Extract each line of the material below that contains the string "Target". Letter case must match.

Material provided:
┏━━

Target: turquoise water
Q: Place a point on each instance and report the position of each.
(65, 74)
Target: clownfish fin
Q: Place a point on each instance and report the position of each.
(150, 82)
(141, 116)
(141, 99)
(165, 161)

┗━━
┏━━

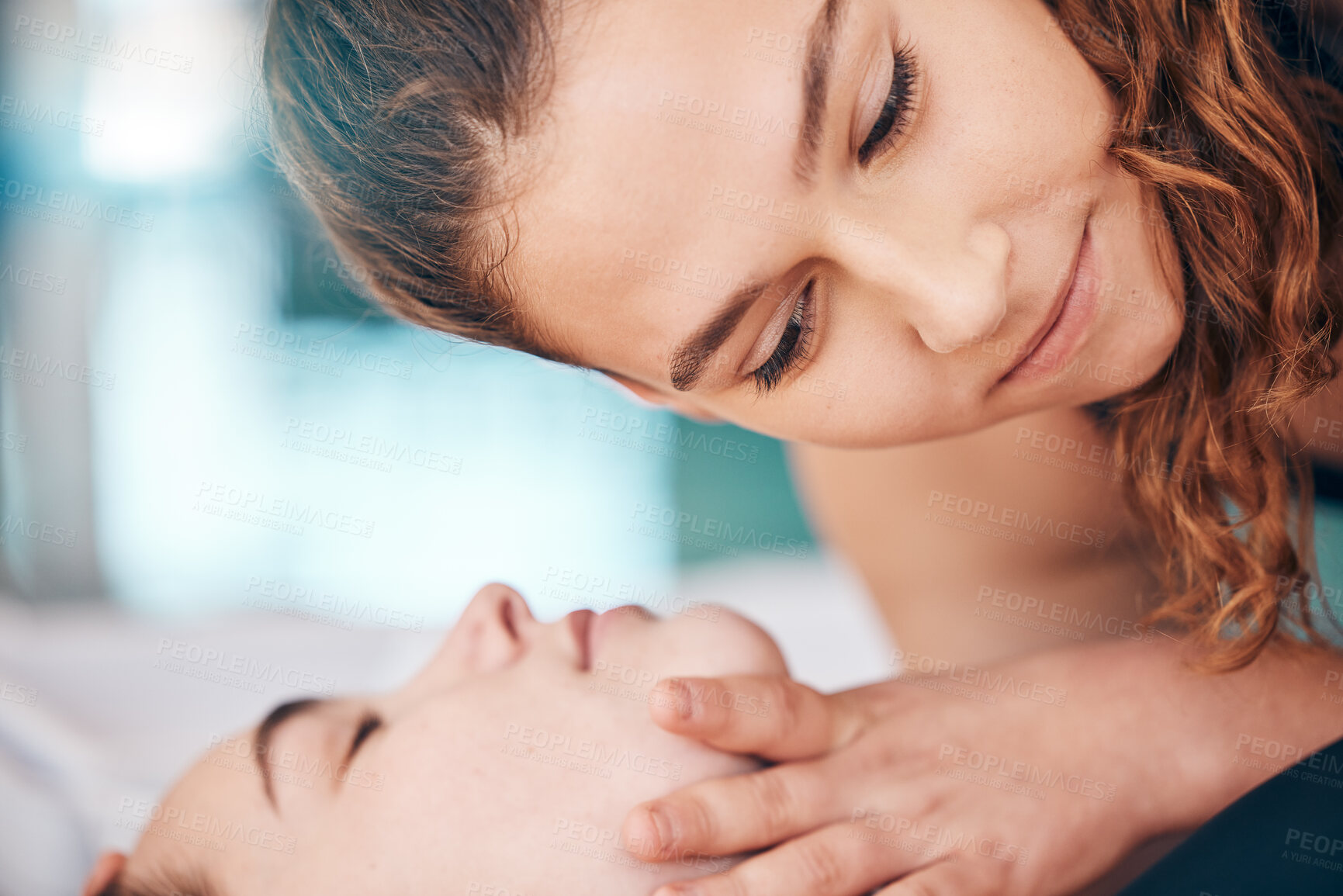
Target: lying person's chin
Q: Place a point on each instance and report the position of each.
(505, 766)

┗━━

Answer for this exercise:
Target: turquoise water
Target: clownfish fin
Target: lying person's chin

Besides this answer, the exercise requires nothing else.